*What to do*
Pick up the piece on Epiphany and the starry sky right after its last sentence and carry it forward in the same voice.

*Source extract*
This past Sunday marked Epiphany in the life of the Church.
It kind of gets a raw deal as far as the various “days” of the church. Epiphany is the Sunday when we celebrate the Magi, the Wise Men from the East, who saw the star in the sky telling of the birth of Jesus. To get the full story (and its a quick one) check out Matthew 2:1-12.
No, these dudes were most likely not at the manger scene, despite what nearly every manger scene would tell you. They probably made their way to pay homage to Jesus much later, maybe as many as two years later. After all, they had a long journey the landscape they traveled wasn’t the easiest to cross.
Have you ever seen the sky lit up with stars, I mean really lit up…someplace far away from city lights, out past the country into the sticks? I’ll never forget a trip to Nicaragua, we were far away from all real civilization. It was after a major hurricane, so everything had been wiped away, and these people were living as if it were 1872. You could have filmed westerns there it was so removed from any modern technologies.
But at night the sky lit up. It was a less humid environment and completely devoid of any light pollution. And there were stars man…
The stars we know from our backyards were there shining brighter than I’d ever seen them, but there were more… It was as if there were two, three, four layers of stars shining bright. There were more stars in the sky than I had ever seen.

(Data items)
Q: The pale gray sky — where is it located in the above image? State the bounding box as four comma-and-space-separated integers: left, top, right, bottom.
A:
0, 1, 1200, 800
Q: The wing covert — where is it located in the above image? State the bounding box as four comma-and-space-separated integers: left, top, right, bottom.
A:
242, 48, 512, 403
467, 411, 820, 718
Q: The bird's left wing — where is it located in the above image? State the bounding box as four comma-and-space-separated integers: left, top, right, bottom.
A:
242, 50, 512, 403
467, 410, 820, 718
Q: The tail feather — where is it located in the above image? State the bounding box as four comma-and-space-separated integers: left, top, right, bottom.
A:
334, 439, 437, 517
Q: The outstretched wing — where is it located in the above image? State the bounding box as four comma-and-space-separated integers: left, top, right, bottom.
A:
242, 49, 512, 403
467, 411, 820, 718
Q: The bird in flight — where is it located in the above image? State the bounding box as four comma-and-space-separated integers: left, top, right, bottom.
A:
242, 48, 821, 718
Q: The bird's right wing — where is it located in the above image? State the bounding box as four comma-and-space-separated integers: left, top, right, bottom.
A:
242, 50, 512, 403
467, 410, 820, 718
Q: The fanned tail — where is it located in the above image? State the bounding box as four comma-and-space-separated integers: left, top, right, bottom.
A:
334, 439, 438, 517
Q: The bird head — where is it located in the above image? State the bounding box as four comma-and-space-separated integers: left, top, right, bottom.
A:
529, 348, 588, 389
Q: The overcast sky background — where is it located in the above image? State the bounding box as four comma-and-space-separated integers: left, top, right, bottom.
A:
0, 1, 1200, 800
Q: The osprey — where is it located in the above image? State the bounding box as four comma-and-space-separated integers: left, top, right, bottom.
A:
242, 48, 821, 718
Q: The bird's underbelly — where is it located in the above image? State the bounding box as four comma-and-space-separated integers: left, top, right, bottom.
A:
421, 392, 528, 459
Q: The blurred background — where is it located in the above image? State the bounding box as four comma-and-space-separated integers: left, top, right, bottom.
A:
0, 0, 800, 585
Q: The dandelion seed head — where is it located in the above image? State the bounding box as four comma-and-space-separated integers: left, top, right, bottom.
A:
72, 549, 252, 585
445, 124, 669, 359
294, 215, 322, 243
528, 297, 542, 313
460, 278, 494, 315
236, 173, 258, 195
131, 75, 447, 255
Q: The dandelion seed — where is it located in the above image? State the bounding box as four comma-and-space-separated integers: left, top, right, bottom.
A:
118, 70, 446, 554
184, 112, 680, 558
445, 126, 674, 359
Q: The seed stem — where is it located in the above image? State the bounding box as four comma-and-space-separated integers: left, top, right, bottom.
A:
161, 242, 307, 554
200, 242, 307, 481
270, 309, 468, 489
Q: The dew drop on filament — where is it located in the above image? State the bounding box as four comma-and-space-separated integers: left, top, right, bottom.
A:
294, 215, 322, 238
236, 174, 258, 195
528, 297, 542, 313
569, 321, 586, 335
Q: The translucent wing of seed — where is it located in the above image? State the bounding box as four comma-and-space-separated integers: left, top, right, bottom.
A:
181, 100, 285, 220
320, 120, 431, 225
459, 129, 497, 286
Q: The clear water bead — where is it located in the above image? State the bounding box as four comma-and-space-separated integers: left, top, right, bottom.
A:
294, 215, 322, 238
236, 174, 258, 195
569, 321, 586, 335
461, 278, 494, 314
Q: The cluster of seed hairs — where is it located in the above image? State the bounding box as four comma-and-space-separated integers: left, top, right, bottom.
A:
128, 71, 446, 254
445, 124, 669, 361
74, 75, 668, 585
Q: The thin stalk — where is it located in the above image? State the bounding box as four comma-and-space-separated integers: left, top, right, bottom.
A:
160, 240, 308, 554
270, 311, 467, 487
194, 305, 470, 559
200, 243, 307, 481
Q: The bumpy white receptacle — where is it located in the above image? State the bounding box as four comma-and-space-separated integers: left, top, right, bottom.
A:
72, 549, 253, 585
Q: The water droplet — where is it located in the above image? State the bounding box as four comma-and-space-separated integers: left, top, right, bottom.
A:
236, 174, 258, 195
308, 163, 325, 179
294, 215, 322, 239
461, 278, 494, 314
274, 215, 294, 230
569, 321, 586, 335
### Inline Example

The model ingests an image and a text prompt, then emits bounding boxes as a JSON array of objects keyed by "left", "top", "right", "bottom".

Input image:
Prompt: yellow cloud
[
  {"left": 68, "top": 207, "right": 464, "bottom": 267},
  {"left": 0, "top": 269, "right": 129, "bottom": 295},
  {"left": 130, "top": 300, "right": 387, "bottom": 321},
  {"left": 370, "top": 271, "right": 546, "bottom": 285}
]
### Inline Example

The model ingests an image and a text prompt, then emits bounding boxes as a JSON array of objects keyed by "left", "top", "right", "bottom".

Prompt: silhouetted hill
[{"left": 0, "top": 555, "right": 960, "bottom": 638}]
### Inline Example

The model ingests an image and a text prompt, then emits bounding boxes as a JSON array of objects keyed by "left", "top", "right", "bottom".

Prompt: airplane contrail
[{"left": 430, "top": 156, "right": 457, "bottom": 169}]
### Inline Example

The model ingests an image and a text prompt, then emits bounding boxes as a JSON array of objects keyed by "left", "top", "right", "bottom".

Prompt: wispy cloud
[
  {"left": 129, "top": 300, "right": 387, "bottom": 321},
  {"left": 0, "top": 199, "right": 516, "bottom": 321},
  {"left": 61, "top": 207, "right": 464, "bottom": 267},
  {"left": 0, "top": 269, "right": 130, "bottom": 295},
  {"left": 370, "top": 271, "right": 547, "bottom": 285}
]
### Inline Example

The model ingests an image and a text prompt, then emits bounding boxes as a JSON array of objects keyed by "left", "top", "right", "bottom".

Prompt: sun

*Answer space*
This would have been similar to the sky the Magi were looking at in their time. They didn’t have the lights of a big city, or a massive street light, or “that neighbor’s” über bright porch light shining bright and blocking out the stars.
No the Magi saw the stars. And patiently waited until they saw the Star of Bethlehem. They didn’t get the super literal message from a band of heavenly hosts proclaiming: I bring you good news…Your savior is born today in the city of David…
Nope. These guys were patiently waiting for the sign in the skies, and one evening they looked up and saw something new and knew:
His star is rising, the King has been born.
I can only imagine being able to look at the thousand of stars in the night sky and seeing that one star in the midst of all the rest as special.
Much like God looks down on us. In the midst of this vast sea of humanity sees you and me. And loves us so much the light the Magi saw announced the birth of God’s son, Jesus Christ our Lord, who was born to save you and me.